- DIRECTIVE
Identify each line of the records below that contains the word "woman" and copy those lines.

- DATA LINES
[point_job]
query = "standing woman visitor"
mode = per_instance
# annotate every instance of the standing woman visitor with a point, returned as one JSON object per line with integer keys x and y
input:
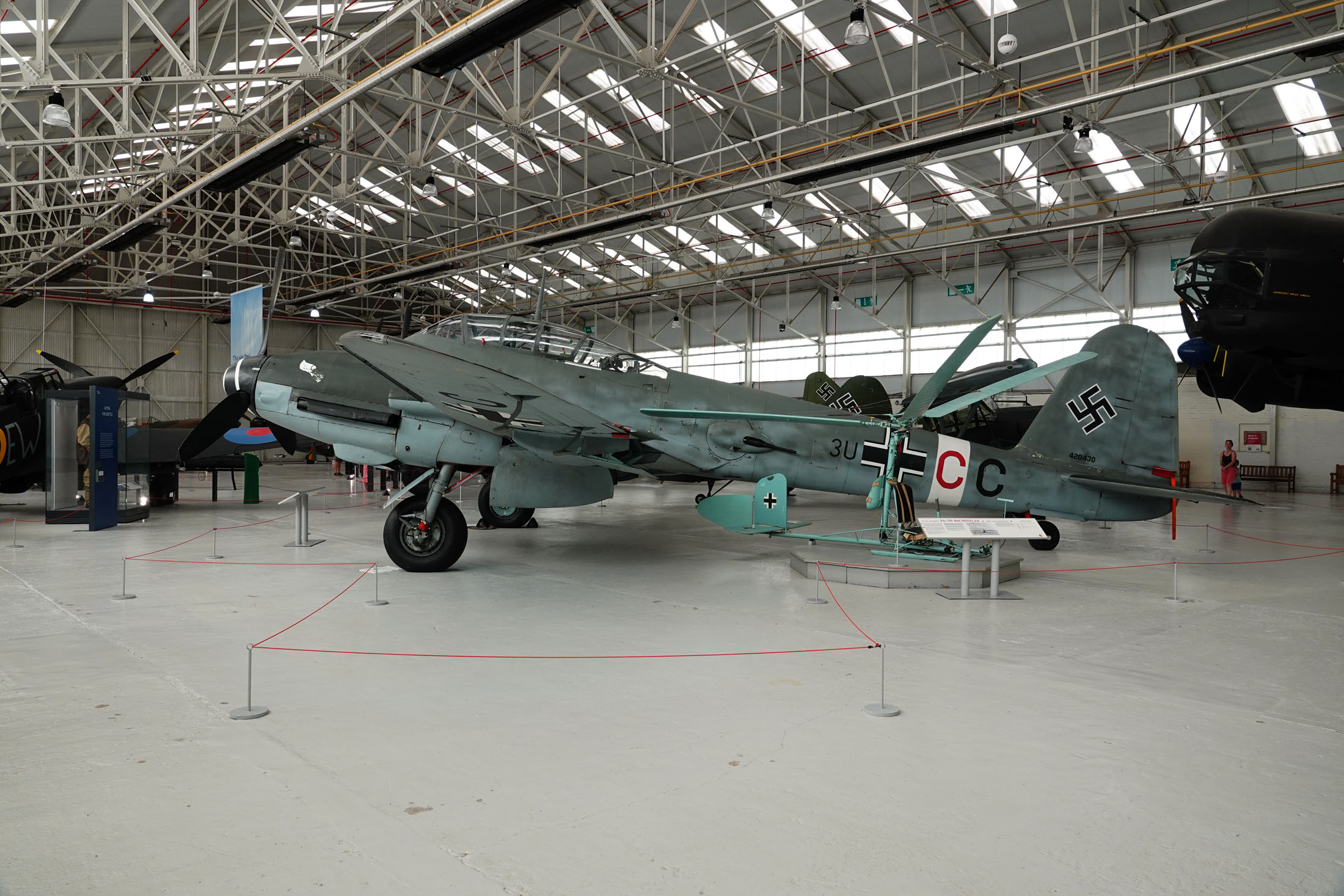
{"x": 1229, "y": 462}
* * *
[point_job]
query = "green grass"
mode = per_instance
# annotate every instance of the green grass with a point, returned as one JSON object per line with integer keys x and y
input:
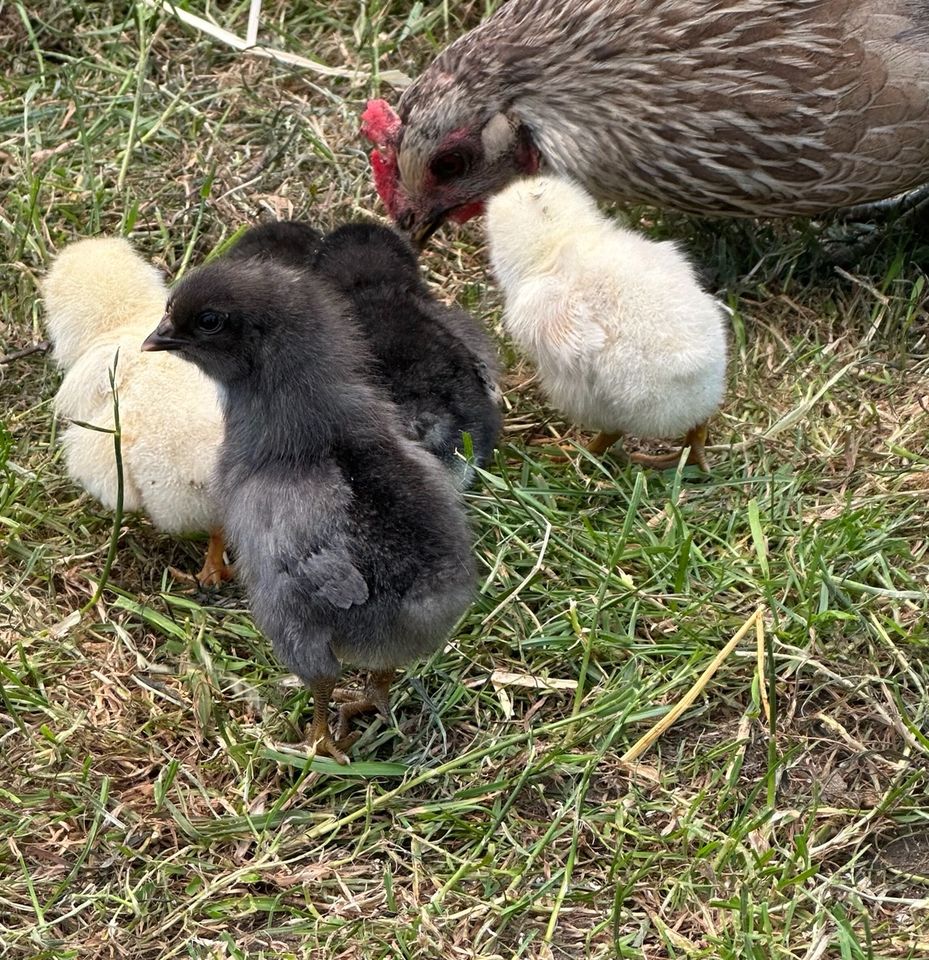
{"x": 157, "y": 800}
* * *
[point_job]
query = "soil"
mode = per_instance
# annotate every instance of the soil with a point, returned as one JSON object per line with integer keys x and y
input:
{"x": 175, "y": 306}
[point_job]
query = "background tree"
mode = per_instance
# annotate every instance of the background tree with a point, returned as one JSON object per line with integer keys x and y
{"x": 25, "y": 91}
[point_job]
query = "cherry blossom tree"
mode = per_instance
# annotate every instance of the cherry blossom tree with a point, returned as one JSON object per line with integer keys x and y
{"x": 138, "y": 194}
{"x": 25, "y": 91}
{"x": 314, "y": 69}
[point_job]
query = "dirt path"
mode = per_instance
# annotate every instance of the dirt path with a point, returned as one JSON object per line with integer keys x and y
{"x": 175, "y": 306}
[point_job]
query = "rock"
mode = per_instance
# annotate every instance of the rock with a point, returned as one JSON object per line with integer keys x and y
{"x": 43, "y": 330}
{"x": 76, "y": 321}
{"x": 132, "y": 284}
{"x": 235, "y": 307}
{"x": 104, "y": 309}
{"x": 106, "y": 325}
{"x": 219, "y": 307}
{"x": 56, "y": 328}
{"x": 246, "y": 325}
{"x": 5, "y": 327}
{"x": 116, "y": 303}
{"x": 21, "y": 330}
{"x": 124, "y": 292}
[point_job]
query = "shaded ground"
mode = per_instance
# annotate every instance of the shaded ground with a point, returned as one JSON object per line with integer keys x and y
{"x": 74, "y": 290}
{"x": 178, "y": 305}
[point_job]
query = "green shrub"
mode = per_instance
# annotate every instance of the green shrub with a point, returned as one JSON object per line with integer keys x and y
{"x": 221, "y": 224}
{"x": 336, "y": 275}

- RESULT OF THE EXERCISE
query = "standing woman visitor"
# annotate every instance of the standing woman visitor with a point, returned as one JSON object per line with integer keys x and y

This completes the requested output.